(Selected extract)
______

I found a couple of those DC Comics Presents issues.
DC Comics Presents #28 (December 1980) was written by Len Wein, drawn by Jim Starlin and Romeo Tanghal, and edited by Julius Schwartz. It opens with Superman and Supergirl on the trail of Mongul and his Death Star knockoff "Warworld." Say, wouldn't last issue's guest star, J'Onn J'Onzz, have been good to bring along? Well, Supergirl's helpful exposition tells us that in order to get Warworld's Crystal Key, Mongul kidnapped Lois Lane, Jimmy Olsen, and Steve Lombard to force Superman into fighting J'Onn for it. (Steve was the office jackhole, but I guess two out of three was good enough for Supes.) The implication is that the fight took so much out of Supes and J'Onn that although J'Onn took the worst of it, Supes still had to call in Supergirl.
Like I said before, I didn't buy much DC Presents as a youngster. I'm confident I bought this one because I wanted to see what could have been so important that it needed Supergirl's help. I was not disappointed. This issue revels in that very notion, making Warworld bigger, badder, and meaner than just about anything either Super-cousin had yet encountered. What's more, it does so almost playfully, using variations on the same trick of perspective to convey the enormity of Warworld's various dangers.

______

Photo object pointing data
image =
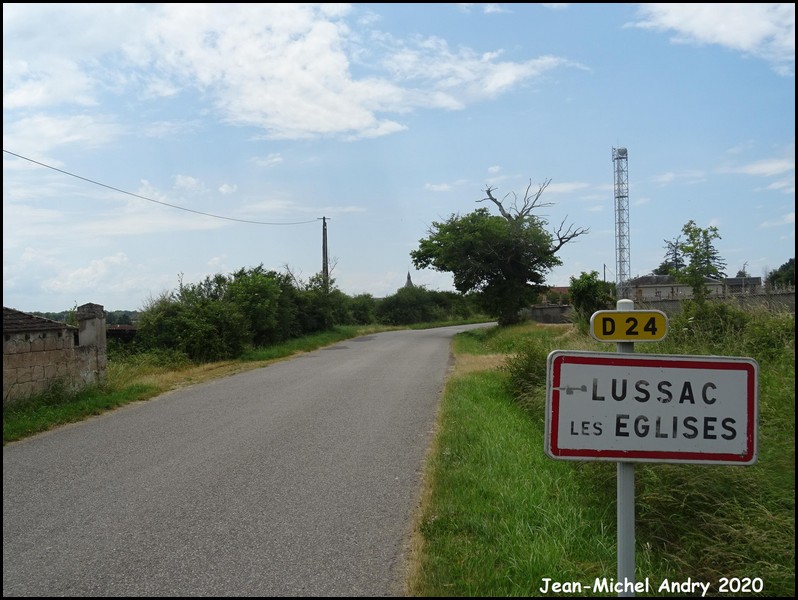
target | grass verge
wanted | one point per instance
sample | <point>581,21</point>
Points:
<point>499,518</point>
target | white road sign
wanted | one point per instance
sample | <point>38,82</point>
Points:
<point>651,408</point>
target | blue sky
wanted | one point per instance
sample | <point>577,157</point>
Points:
<point>383,118</point>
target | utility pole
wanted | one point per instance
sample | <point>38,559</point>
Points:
<point>325,270</point>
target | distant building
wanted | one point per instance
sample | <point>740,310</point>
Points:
<point>665,287</point>
<point>39,352</point>
<point>743,285</point>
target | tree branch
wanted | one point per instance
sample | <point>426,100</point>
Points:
<point>563,237</point>
<point>531,201</point>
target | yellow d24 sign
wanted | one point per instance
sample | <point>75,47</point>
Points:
<point>629,326</point>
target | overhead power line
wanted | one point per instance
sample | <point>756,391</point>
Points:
<point>198,212</point>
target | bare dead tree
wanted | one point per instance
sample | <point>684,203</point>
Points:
<point>531,202</point>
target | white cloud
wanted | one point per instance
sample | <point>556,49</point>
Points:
<point>283,68</point>
<point>269,161</point>
<point>37,135</point>
<point>90,276</point>
<point>768,167</point>
<point>765,30</point>
<point>788,219</point>
<point>565,188</point>
<point>187,183</point>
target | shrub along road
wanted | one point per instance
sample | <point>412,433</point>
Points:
<point>298,479</point>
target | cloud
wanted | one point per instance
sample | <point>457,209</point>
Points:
<point>90,276</point>
<point>35,136</point>
<point>565,188</point>
<point>269,161</point>
<point>283,68</point>
<point>787,219</point>
<point>765,30</point>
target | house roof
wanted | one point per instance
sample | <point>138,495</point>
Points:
<point>664,280</point>
<point>16,320</point>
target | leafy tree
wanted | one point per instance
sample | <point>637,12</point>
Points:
<point>743,272</point>
<point>784,276</point>
<point>589,294</point>
<point>505,257</point>
<point>703,260</point>
<point>674,259</point>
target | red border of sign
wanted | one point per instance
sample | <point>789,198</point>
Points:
<point>651,360</point>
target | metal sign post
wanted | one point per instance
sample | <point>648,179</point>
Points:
<point>625,496</point>
<point>627,408</point>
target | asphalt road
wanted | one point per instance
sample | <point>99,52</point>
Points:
<point>298,479</point>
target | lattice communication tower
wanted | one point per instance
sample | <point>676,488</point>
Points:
<point>622,274</point>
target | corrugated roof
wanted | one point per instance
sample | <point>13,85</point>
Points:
<point>16,320</point>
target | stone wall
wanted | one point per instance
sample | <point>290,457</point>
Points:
<point>35,359</point>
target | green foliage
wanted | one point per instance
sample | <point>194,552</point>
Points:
<point>784,276</point>
<point>692,521</point>
<point>409,305</point>
<point>363,309</point>
<point>588,295</point>
<point>703,260</point>
<point>504,258</point>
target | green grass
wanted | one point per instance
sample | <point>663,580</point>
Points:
<point>499,516</point>
<point>134,377</point>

______

(What you have to do) According to the comic review of DC Comics Presents #28, who drew the issue? None of the data is needed for the task.

(Problem solution) Jim Starlin and Romeo Tanghal drew the issue.